REQUEST: Copy the items below word for word, starting at the line with "Detect paddle. Return" and continuing through the line with "179], [350, 136, 473, 253]]", and copy nothing else.
== == ==
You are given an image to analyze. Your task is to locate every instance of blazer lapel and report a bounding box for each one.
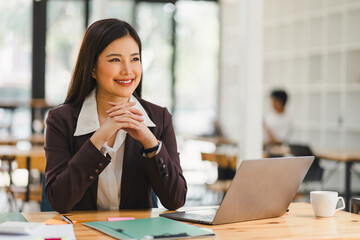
[120,134,142,208]
[75,133,98,207]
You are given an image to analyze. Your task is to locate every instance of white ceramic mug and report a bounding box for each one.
[310,191,345,217]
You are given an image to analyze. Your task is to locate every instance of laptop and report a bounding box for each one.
[160,156,314,225]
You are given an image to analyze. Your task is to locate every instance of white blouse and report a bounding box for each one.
[74,89,156,210]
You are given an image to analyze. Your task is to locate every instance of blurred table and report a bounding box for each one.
[0,145,46,201]
[0,134,45,146]
[315,150,360,211]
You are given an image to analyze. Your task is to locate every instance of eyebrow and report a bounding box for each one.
[106,53,140,57]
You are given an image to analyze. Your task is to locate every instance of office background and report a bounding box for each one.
[0,0,360,210]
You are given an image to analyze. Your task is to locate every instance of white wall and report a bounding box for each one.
[219,0,263,160]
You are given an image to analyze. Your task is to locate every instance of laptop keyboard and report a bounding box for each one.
[186,212,215,222]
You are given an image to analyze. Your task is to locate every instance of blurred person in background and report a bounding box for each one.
[263,90,291,146]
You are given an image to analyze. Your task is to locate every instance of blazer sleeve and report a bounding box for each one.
[45,107,110,213]
[142,108,187,210]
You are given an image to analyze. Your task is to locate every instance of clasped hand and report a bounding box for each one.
[92,102,157,149]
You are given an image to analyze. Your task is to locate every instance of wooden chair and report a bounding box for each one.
[201,152,236,202]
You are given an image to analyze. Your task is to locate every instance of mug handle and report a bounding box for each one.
[335,197,345,212]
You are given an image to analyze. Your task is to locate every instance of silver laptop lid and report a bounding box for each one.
[213,156,314,224]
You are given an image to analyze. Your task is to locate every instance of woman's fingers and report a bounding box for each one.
[106,102,143,116]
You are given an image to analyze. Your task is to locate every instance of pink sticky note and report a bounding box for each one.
[108,217,135,221]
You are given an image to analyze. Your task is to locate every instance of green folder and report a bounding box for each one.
[83,217,215,239]
[0,212,27,223]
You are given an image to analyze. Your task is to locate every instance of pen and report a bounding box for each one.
[61,215,74,224]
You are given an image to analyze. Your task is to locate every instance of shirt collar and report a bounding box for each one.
[74,89,156,136]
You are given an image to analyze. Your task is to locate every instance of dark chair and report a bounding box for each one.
[40,175,54,212]
[289,144,324,182]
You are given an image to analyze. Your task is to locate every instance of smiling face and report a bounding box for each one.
[92,35,142,102]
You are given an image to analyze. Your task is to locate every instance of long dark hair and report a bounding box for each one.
[64,18,142,105]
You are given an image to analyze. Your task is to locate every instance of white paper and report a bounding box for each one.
[0,224,76,240]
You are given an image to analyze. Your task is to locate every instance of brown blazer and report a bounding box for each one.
[45,99,187,213]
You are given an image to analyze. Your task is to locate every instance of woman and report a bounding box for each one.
[45,19,187,213]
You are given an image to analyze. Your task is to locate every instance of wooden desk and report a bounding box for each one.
[23,203,360,240]
[315,150,360,211]
[0,146,46,201]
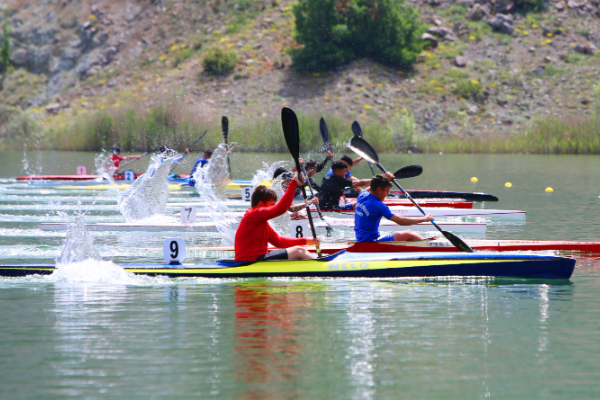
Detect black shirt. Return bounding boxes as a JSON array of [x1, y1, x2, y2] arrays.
[[317, 175, 352, 210]]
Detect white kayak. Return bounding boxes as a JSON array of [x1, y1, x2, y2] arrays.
[[38, 218, 487, 234]]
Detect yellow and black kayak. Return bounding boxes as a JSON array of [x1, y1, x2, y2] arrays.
[[0, 251, 575, 279]]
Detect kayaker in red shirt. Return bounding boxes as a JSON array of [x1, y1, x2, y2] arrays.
[[235, 173, 319, 261], [110, 147, 142, 172]]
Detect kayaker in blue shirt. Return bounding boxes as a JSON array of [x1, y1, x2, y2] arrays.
[[354, 172, 433, 242], [189, 150, 212, 186]]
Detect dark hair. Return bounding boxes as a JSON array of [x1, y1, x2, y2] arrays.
[[371, 174, 392, 192], [331, 160, 348, 171], [250, 185, 277, 207], [304, 158, 317, 169]]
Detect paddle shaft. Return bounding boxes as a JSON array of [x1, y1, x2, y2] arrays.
[[302, 166, 333, 231], [377, 163, 464, 241]]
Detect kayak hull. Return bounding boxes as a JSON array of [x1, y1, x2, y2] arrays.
[[0, 252, 575, 279]]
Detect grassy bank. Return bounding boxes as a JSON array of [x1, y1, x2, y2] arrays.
[[2, 105, 600, 154]]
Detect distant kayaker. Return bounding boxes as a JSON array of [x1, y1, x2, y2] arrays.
[[354, 172, 433, 242], [273, 166, 319, 220], [317, 159, 371, 210], [189, 149, 212, 186], [234, 173, 319, 261], [110, 146, 142, 173], [326, 154, 363, 181]]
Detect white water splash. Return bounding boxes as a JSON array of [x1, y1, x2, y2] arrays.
[[117, 156, 173, 222], [193, 144, 239, 246], [56, 215, 100, 264]]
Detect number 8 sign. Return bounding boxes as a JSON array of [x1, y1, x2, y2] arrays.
[[163, 238, 185, 264]]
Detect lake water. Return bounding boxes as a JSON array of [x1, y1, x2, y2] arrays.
[[0, 152, 600, 399]]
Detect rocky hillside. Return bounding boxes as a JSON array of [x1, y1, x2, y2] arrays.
[[0, 0, 600, 149]]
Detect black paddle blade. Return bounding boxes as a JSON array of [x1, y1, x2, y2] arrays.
[[319, 117, 329, 150], [281, 107, 300, 172], [440, 229, 473, 253], [350, 136, 379, 164], [221, 115, 229, 143], [352, 121, 362, 138], [394, 165, 423, 179]]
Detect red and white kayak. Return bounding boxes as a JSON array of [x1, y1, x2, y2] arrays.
[[187, 238, 600, 254]]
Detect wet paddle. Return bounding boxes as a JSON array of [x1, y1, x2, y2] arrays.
[[169, 129, 208, 173], [350, 136, 473, 253], [352, 121, 375, 175], [302, 166, 333, 234], [394, 165, 423, 179], [221, 115, 232, 179], [281, 107, 321, 257]]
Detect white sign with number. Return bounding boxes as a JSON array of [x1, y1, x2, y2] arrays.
[[163, 238, 185, 264], [181, 207, 196, 224], [242, 186, 254, 201], [290, 219, 311, 237]]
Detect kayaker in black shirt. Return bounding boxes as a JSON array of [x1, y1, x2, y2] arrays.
[[317, 160, 371, 210]]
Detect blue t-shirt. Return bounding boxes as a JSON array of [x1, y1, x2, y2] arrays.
[[325, 168, 352, 179], [354, 190, 394, 242]]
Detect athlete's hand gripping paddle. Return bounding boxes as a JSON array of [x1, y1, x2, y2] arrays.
[[281, 107, 321, 257], [350, 136, 473, 253]]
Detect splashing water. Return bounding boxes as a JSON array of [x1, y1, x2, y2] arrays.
[[193, 144, 239, 246], [94, 150, 115, 184], [56, 215, 100, 264], [270, 175, 290, 236], [117, 156, 173, 222]]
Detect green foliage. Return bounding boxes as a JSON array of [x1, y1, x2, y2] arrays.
[[292, 0, 424, 72], [454, 79, 483, 99], [202, 47, 238, 76], [515, 0, 548, 13], [0, 8, 12, 73]]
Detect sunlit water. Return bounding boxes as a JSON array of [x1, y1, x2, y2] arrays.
[[0, 152, 600, 399]]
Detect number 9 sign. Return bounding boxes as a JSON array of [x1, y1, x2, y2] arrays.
[[163, 238, 185, 264]]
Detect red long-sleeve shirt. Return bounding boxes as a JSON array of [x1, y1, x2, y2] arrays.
[[235, 181, 306, 261]]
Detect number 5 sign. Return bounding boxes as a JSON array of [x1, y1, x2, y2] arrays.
[[163, 238, 185, 264]]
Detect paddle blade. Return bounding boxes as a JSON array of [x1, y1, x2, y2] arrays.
[[281, 107, 300, 171], [394, 165, 423, 179], [438, 228, 473, 253], [350, 136, 379, 164], [221, 115, 229, 143], [352, 121, 362, 138], [319, 117, 329, 150]]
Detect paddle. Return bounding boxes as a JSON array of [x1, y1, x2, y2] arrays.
[[221, 115, 231, 179], [281, 107, 321, 257], [352, 121, 375, 175], [169, 129, 208, 173], [302, 165, 333, 234], [394, 165, 423, 179], [350, 136, 473, 253]]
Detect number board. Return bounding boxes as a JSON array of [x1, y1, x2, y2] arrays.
[[242, 186, 254, 201], [290, 219, 311, 237], [180, 207, 196, 224], [123, 170, 135, 181], [163, 238, 185, 264]]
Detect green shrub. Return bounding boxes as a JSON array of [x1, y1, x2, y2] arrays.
[[202, 47, 237, 76], [292, 0, 424, 72], [454, 80, 483, 99]]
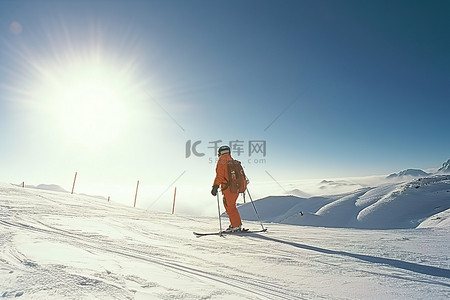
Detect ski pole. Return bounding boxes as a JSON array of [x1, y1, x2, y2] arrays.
[[217, 192, 222, 234], [247, 188, 266, 231]]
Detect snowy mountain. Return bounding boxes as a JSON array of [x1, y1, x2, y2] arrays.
[[239, 175, 450, 229], [438, 159, 450, 173], [0, 182, 450, 300], [386, 169, 430, 179]]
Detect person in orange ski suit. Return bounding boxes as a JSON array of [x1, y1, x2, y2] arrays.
[[211, 146, 242, 231]]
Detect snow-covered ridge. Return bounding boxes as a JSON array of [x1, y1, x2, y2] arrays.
[[239, 175, 450, 229], [438, 159, 450, 173]]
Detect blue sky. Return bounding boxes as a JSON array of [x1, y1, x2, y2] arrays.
[[0, 0, 450, 214]]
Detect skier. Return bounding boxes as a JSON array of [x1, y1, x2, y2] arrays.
[[211, 145, 242, 232]]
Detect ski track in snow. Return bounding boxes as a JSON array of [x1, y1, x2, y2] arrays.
[[0, 184, 450, 299]]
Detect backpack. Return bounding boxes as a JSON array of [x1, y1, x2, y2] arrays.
[[226, 159, 248, 194]]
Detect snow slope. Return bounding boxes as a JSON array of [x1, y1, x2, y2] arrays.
[[239, 175, 450, 229], [0, 184, 450, 299]]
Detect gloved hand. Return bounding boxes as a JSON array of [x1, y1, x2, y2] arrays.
[[211, 185, 219, 196]]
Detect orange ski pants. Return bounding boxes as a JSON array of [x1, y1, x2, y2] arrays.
[[222, 189, 242, 227]]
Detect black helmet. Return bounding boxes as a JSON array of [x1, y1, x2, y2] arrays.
[[218, 145, 230, 157]]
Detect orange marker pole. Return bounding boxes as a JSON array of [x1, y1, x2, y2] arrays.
[[72, 172, 77, 194]]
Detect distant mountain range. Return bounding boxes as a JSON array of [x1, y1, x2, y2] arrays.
[[238, 159, 450, 229], [386, 159, 450, 179], [386, 169, 430, 179], [238, 174, 450, 229]]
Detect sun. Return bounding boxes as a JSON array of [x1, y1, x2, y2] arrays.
[[35, 59, 140, 149]]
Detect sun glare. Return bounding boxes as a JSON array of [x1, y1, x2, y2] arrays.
[[36, 57, 139, 149]]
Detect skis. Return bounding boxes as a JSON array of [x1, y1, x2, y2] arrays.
[[194, 228, 267, 237]]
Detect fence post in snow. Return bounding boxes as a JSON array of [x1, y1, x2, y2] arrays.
[[172, 187, 177, 215], [71, 172, 77, 194], [133, 180, 139, 207]]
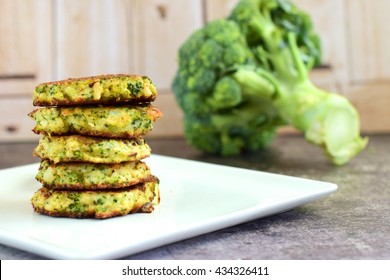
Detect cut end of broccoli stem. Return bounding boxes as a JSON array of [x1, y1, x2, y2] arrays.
[[324, 107, 368, 165], [305, 100, 368, 165]]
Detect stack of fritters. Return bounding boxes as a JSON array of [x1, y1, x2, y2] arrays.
[[29, 75, 161, 218]]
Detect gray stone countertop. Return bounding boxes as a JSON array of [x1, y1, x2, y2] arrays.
[[0, 135, 390, 260]]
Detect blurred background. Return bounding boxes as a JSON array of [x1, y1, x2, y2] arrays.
[[0, 0, 390, 142]]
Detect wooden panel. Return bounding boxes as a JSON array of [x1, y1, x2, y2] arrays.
[[348, 83, 390, 133], [0, 0, 52, 95], [205, 0, 239, 21], [55, 0, 135, 79], [135, 0, 203, 89], [0, 97, 39, 142], [346, 0, 390, 83]]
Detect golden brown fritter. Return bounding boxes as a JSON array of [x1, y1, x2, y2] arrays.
== == ==
FULL SOLUTION:
Detect paddle. Return bounding boxes as a JSON array of [x1, y1, x2, y2] arrays.
[[221, 115, 231, 179], [281, 107, 321, 257], [352, 121, 375, 175], [169, 129, 208, 173], [302, 165, 333, 234], [394, 165, 423, 179], [350, 136, 473, 253]]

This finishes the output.